# [TASK DETAILS]
The data below should be restated word for word, with every picture omitted.
─── RECORDED INFORMATION ───
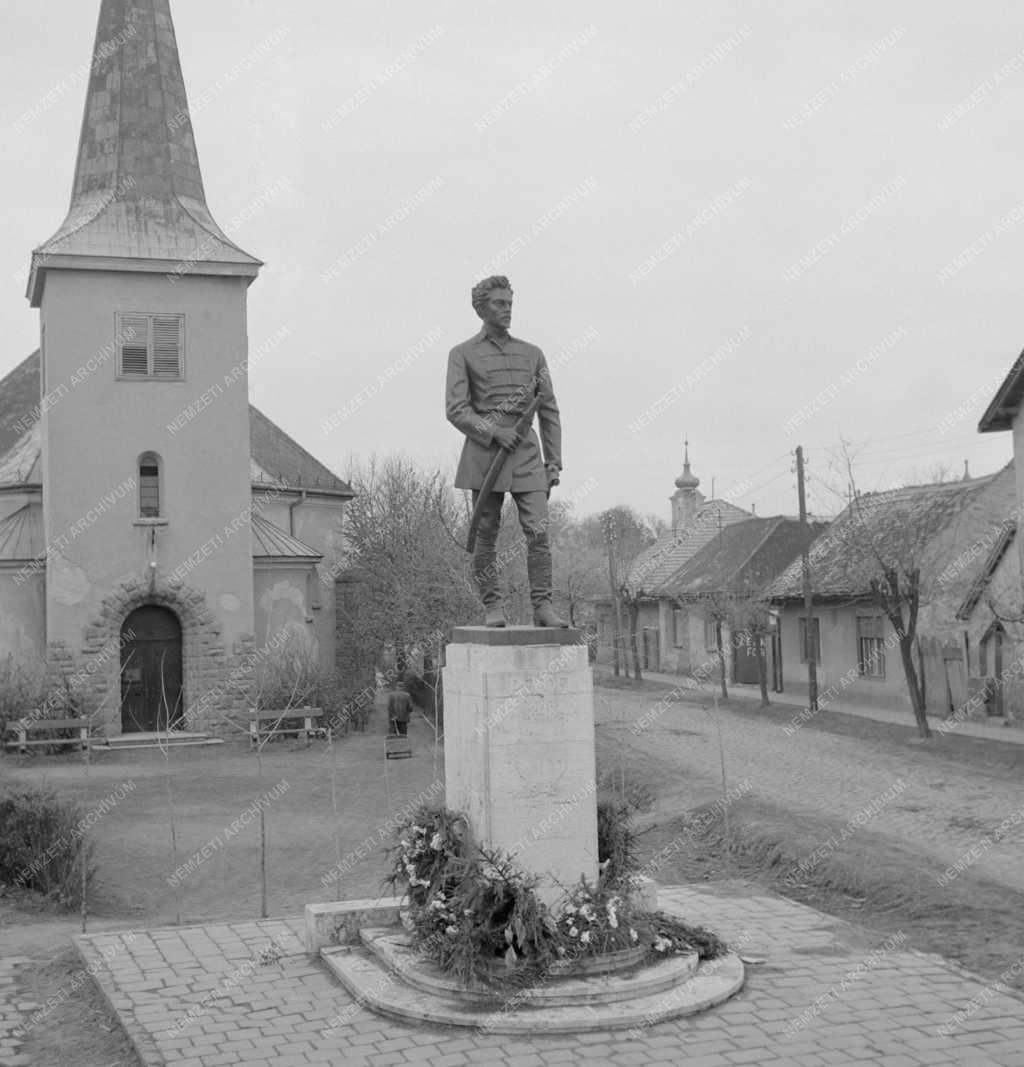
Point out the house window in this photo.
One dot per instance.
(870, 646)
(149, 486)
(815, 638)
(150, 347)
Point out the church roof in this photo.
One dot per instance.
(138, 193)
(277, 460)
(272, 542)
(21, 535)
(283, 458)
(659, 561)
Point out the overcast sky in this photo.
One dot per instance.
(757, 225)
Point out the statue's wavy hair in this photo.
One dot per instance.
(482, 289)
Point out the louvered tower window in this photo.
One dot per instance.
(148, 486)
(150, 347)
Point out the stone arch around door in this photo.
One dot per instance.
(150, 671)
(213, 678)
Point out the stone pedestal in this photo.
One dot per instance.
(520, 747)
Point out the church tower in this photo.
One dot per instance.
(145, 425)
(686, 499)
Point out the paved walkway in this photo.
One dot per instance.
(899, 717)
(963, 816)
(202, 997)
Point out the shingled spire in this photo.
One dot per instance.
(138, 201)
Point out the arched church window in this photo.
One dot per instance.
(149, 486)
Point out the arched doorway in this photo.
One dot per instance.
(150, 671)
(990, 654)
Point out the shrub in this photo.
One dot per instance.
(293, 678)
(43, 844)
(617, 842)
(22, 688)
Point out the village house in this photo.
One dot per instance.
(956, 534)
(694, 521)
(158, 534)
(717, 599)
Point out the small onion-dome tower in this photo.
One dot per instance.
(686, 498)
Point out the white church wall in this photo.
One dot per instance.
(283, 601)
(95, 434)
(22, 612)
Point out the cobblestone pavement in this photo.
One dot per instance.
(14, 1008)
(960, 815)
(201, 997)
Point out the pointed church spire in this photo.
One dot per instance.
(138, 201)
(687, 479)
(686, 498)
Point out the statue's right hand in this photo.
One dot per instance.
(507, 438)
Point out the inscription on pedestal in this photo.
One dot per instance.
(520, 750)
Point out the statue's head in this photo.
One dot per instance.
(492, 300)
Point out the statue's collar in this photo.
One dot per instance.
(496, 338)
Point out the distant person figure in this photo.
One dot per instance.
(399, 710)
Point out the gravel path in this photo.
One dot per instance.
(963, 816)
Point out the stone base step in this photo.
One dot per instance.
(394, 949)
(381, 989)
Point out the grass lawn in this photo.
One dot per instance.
───
# [THE RESPONSE]
Point out the house window in this photo.
One dot per instance.
(870, 646)
(149, 486)
(815, 638)
(150, 347)
Point out the church roof in this photo.
One dot per instance.
(138, 193)
(277, 460)
(272, 542)
(21, 535)
(283, 458)
(659, 561)
Point out the overcast sky in this photo.
One dot per instance.
(757, 225)
Point out the statue's wavy hair in this photo.
One dot per instance.
(482, 289)
Point out the louvered tower window in this photo.
One dot per instance.
(148, 486)
(150, 347)
Point out the stone arch around door in this photo.
One dot per instance.
(150, 671)
(213, 678)
Point out the stone pedestal in this photo.
One dot per instance.
(520, 747)
Point out the church tower in this photo.
One dot per instance.
(145, 425)
(686, 499)
Point out the paved walkway in this photo.
One dot per instance.
(899, 717)
(963, 816)
(202, 997)
Point out the shingled spire in this photo.
One dot per instance.
(138, 201)
Point out the arched church window in this photo.
One dot per instance.
(149, 486)
Point out the arched doorway in this photo.
One dot per instance.
(150, 671)
(990, 654)
Point out the shrub in this photo.
One dot per instance.
(293, 678)
(43, 844)
(617, 842)
(22, 688)
Point out the village house in this photo.
One dot per instance.
(956, 534)
(694, 521)
(158, 534)
(717, 599)
Point out the small onion-dome tower in this photo.
One dot per instance.
(686, 498)
Point out the white church wall in this photo.
One dot per instance.
(283, 601)
(95, 434)
(22, 612)
Point out the cobblestone pavement in this photo.
One dot per instance.
(14, 1008)
(960, 815)
(201, 997)
Point out the pointed church spire in this photo.
One dot per instance.
(138, 201)
(687, 479)
(686, 498)
Point out the statue's right hand in this photo.
One dot per instance.
(507, 438)
Point out the inscription on pedestal in this photo.
One dot per instance.
(520, 750)
Point out the statue's head in this photo.
One dot per instance.
(492, 300)
Point out the statue's collar in this photo.
One dot per instance.
(496, 338)
Point out the distant person figure in this photo.
One dot per instance.
(399, 710)
Point out the gravel path in this photo.
One dot per instance.
(963, 816)
Point out the stone base step in this photo.
One dot per instance.
(394, 949)
(381, 989)
Point out the grass lawn in this photo.
One dot per instance.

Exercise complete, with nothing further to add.